→ EXERCISE TASK:
The required output is the line that contains "Mark every instance of the bridge" plus every line after it in the listing below, copied exactly as it appears.

→ LISTING:
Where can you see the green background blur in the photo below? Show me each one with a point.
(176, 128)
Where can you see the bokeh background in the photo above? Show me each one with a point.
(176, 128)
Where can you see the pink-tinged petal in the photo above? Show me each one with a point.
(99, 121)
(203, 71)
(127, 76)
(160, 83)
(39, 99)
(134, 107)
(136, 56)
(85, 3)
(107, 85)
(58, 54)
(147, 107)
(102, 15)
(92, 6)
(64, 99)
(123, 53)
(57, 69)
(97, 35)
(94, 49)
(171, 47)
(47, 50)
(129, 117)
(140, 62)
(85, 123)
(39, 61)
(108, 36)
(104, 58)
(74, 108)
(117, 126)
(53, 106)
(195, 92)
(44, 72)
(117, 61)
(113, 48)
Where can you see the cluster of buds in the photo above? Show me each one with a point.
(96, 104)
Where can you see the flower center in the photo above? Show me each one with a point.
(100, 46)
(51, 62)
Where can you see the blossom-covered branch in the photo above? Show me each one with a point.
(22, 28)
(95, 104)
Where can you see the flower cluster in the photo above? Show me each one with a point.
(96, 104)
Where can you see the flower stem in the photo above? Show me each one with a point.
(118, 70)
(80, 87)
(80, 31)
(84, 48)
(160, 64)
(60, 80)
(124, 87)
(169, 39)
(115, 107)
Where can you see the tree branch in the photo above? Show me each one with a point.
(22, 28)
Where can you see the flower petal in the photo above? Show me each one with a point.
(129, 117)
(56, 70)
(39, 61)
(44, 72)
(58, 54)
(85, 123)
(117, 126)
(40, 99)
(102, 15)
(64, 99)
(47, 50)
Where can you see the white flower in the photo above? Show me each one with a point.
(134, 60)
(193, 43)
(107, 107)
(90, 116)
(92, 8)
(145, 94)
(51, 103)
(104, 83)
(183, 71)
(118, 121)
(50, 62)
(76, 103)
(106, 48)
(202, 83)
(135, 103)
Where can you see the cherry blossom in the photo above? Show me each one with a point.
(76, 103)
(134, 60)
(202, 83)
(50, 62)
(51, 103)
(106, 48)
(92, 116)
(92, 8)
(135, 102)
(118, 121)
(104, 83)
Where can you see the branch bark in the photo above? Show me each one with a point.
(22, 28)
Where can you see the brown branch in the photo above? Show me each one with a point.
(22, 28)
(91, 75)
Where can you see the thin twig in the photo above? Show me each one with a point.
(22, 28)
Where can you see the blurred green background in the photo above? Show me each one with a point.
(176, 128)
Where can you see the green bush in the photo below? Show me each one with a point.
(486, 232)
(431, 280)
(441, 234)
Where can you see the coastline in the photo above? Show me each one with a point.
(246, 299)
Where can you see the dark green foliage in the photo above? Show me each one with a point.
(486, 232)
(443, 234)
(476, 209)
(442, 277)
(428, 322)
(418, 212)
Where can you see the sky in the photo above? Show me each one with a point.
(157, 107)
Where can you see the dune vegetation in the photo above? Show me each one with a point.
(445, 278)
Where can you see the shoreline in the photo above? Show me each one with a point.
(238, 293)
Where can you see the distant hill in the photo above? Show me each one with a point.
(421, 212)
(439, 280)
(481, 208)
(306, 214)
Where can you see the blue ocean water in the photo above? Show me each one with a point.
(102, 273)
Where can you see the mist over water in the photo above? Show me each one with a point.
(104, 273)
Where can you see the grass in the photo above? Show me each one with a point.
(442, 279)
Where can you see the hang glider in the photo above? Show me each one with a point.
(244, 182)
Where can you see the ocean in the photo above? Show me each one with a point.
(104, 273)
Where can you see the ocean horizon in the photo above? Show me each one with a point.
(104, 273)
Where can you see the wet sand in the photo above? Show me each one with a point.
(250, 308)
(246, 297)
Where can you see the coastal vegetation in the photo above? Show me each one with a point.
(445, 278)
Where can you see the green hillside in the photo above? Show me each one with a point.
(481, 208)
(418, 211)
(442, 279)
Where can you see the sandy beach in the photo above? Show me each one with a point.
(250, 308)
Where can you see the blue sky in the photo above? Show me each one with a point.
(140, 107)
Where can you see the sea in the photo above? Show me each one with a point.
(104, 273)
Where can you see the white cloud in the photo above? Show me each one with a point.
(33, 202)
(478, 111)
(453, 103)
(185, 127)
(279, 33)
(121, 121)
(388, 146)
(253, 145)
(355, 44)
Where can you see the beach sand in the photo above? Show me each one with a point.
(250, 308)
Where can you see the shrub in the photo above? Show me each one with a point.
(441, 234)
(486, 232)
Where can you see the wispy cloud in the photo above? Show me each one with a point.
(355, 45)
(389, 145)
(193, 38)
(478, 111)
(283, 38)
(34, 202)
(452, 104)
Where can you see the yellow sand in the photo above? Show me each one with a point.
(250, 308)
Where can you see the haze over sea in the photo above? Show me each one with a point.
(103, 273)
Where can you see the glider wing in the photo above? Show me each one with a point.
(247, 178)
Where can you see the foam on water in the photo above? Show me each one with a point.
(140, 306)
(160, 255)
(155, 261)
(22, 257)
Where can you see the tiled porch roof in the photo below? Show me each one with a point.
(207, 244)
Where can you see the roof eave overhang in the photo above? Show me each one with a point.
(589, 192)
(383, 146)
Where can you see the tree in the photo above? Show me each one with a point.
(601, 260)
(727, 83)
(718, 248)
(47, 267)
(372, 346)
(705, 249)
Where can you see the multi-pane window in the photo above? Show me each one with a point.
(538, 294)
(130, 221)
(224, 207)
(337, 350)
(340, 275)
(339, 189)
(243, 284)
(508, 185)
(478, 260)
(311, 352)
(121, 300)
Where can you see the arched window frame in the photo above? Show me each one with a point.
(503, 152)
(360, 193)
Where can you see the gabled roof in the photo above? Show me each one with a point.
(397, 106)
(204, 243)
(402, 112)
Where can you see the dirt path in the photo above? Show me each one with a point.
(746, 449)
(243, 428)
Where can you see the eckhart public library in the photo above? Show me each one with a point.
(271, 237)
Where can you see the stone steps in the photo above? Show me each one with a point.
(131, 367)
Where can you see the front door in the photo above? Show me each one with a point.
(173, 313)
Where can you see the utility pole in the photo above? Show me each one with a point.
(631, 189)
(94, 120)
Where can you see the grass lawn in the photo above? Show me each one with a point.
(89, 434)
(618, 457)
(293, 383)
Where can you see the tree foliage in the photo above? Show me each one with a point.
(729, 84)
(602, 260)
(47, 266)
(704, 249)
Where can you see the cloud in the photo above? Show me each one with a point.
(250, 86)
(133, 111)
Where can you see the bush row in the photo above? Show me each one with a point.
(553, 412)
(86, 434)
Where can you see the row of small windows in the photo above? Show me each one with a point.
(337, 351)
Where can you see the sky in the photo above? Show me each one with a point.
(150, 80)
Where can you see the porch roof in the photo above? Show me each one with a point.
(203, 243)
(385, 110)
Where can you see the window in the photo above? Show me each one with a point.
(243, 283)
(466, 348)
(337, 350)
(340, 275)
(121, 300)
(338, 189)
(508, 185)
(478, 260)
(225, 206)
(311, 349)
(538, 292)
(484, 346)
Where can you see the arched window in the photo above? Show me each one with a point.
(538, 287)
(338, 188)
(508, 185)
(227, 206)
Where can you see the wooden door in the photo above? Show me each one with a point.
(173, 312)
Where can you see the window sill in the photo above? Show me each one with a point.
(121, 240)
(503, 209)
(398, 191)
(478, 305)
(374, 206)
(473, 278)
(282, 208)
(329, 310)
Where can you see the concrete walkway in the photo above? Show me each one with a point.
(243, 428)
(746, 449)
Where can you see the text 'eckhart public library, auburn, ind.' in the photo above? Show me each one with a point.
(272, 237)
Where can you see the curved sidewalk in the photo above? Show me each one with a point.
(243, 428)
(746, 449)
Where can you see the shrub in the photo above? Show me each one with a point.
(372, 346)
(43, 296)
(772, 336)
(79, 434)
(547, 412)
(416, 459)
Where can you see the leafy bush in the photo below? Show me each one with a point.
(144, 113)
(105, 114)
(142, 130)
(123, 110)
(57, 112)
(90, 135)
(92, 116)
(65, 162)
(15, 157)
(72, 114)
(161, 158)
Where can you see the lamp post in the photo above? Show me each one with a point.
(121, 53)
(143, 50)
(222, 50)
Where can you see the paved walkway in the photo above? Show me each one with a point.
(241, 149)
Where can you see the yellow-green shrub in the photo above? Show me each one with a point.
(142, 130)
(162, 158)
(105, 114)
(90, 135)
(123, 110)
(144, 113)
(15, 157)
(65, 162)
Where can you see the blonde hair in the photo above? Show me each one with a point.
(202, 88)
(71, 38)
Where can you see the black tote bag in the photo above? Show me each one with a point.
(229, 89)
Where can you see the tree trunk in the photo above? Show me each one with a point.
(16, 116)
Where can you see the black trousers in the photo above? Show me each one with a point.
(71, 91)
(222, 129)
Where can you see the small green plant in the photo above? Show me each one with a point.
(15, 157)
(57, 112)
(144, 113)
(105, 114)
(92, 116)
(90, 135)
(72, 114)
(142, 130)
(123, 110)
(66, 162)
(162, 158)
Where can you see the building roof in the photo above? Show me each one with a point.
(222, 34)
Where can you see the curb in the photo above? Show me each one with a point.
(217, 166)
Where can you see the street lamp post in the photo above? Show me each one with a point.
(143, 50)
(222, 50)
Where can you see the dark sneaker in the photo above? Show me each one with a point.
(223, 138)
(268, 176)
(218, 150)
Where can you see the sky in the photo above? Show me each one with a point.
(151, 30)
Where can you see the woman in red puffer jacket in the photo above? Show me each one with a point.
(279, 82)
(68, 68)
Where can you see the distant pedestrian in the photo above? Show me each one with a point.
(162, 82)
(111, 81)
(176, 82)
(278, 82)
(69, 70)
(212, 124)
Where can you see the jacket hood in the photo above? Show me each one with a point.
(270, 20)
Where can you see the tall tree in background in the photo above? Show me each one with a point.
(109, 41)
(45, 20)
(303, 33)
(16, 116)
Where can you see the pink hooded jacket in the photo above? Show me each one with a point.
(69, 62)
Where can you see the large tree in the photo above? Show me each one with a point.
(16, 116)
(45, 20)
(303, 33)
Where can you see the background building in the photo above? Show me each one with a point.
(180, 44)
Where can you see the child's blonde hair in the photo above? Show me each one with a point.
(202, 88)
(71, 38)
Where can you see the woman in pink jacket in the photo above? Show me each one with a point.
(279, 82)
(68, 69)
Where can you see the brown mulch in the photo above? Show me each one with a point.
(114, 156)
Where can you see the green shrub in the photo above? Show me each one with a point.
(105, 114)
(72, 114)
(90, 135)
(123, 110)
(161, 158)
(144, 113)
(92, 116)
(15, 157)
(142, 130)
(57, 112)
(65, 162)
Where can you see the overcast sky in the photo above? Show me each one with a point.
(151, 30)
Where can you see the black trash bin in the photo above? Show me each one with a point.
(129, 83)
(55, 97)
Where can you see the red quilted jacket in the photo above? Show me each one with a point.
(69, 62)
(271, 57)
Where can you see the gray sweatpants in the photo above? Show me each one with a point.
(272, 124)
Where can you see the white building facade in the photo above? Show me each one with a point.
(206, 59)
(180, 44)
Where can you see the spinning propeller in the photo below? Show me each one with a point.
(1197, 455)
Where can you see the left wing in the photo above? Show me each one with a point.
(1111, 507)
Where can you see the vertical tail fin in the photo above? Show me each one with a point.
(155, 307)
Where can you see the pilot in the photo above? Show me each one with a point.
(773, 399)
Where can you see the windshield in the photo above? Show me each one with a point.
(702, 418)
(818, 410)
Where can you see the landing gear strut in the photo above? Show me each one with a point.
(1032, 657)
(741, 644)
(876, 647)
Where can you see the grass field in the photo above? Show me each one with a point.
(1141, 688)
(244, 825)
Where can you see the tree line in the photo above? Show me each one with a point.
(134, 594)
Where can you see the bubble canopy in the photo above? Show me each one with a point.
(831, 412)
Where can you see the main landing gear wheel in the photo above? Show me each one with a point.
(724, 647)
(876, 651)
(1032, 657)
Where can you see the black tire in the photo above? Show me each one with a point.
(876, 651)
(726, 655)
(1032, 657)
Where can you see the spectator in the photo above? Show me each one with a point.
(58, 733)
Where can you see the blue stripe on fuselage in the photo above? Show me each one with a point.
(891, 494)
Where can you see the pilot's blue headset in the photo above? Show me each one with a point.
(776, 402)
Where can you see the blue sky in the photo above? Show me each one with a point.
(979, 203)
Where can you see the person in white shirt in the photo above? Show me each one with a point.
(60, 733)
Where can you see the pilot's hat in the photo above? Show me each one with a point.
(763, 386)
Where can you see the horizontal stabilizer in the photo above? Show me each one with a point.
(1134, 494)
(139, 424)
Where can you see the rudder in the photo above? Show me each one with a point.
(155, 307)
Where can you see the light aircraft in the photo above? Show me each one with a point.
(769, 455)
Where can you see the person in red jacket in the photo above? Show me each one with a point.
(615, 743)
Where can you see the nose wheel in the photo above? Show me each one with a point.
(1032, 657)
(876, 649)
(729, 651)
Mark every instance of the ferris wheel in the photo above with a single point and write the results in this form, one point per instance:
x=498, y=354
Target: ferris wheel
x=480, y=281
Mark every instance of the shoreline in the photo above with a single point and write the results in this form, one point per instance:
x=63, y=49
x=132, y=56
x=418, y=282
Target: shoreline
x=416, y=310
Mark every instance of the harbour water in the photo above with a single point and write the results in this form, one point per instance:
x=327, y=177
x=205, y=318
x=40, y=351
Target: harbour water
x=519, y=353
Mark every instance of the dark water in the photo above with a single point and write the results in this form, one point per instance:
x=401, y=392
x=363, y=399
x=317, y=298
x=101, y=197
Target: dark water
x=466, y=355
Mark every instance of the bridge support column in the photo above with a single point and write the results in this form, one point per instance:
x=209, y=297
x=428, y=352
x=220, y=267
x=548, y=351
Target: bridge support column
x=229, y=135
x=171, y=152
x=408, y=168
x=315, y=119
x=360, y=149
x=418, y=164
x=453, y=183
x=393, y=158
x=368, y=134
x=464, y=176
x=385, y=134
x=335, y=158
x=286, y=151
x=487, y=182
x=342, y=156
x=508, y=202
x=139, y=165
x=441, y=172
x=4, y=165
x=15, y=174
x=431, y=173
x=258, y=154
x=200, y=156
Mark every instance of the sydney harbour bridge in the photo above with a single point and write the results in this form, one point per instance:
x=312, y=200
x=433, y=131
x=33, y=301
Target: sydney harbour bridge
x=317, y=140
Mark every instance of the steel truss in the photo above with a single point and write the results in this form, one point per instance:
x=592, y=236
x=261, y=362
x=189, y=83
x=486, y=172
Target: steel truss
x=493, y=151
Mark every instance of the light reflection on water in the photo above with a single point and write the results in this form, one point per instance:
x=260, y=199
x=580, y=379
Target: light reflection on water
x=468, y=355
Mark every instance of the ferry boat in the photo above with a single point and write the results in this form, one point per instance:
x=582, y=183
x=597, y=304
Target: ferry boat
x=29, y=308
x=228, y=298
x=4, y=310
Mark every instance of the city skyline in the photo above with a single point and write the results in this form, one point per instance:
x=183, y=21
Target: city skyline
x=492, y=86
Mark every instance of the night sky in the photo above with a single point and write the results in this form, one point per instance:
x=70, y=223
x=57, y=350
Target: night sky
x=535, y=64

→ RESULT:
Mark every instance of the bridge support column in the photo above with a single point and write the results in this form, one point per instance:
x=209, y=297
x=428, y=352
x=220, y=267
x=548, y=351
Target: bridge support column
x=229, y=135
x=171, y=152
x=408, y=168
x=315, y=119
x=360, y=149
x=418, y=164
x=453, y=183
x=393, y=158
x=368, y=134
x=464, y=176
x=385, y=134
x=335, y=158
x=286, y=151
x=487, y=182
x=342, y=156
x=508, y=202
x=139, y=165
x=441, y=172
x=4, y=165
x=15, y=174
x=431, y=173
x=258, y=154
x=200, y=156
Mark every instance of the sydney harbour bridge in the photo above with a single point and write the results in this form, one point per instance:
x=312, y=200
x=433, y=131
x=33, y=301
Target: sydney harbour bridge
x=317, y=140
Mark every instance of the steel truss in the photo above with a single point and write the results in this form, one point per instance:
x=592, y=236
x=261, y=362
x=189, y=83
x=486, y=172
Target: steel truss
x=493, y=151
Mark every instance of the light reflection on water in the photo above with a single point and write the results in this form, one point per instance:
x=260, y=199
x=580, y=379
Target: light reflection on water
x=468, y=355
Mark every instance of the ferry boat in the photo above with a single point and write the results in this form, one point per instance:
x=582, y=183
x=597, y=304
Target: ferry boat
x=29, y=308
x=228, y=298
x=4, y=310
Mark every instance of the city skyline in the photo above with a single point and write the results in this form, one point per instance:
x=183, y=21
Target: city skyline
x=492, y=86
Mark every instance of the night sky in the photo above with a single point and write the results in this form, one point per instance:
x=70, y=223
x=57, y=350
Target: night sky
x=535, y=64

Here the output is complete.